# Instruction:
Pick out every line in the items below that contains the word "television", with case counting, and copy each of those lines.

Rows from a box labeling dataset
_ _ _ _ _

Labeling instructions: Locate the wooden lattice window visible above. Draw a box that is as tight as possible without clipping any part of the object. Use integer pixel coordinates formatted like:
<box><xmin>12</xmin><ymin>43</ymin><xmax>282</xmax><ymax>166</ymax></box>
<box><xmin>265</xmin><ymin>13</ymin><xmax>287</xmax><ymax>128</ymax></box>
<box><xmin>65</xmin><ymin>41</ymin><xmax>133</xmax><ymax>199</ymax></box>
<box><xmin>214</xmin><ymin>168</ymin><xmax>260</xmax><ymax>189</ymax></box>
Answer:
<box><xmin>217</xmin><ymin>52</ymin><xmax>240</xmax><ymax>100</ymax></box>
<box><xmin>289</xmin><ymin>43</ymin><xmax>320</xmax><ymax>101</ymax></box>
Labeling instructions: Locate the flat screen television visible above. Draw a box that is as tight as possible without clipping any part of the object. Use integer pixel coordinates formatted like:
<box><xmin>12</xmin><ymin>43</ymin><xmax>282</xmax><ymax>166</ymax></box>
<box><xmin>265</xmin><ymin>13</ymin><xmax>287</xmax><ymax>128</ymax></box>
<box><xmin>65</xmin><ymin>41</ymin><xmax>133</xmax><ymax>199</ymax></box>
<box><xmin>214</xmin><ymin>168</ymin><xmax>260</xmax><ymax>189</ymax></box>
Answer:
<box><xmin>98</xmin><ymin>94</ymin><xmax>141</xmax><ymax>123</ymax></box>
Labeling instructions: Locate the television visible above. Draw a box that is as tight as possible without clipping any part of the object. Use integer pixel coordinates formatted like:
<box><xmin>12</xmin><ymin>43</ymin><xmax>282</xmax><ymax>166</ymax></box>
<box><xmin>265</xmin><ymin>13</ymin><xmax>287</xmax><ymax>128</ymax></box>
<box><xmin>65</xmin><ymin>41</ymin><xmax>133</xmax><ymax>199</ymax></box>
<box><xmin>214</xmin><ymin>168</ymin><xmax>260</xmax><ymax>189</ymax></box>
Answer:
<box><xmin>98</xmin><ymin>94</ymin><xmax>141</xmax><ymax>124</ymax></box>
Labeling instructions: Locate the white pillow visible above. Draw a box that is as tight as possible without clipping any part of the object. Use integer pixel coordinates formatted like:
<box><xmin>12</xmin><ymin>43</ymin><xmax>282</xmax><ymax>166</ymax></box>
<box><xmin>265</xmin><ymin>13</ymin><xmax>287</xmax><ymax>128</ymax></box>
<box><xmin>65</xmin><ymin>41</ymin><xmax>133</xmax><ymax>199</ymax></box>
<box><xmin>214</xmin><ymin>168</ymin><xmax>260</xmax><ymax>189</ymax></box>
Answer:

_ _ _ _ _

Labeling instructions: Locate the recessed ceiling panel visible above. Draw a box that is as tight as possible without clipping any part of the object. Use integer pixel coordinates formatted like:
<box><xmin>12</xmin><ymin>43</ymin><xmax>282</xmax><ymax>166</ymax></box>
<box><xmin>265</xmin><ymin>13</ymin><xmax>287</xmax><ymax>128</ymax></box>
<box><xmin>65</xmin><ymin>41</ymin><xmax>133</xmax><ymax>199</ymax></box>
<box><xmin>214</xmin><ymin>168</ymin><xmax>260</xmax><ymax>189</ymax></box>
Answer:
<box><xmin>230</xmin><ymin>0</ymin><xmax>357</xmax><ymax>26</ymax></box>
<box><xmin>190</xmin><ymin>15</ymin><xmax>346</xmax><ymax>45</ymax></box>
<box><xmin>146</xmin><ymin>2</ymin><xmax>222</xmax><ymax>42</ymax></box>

_ _ _ _ _

# Full solution:
Labeling instructions: Locate the flat screen television visible above. Draw a box that is as tight as possible without clipping any part of the object. Use integer pixel coordinates formatted like:
Labeling instructions: Locate the television visible above. Draw a box that is as tight as possible without clipping any part of the object. Use integer pixel coordinates formatted like:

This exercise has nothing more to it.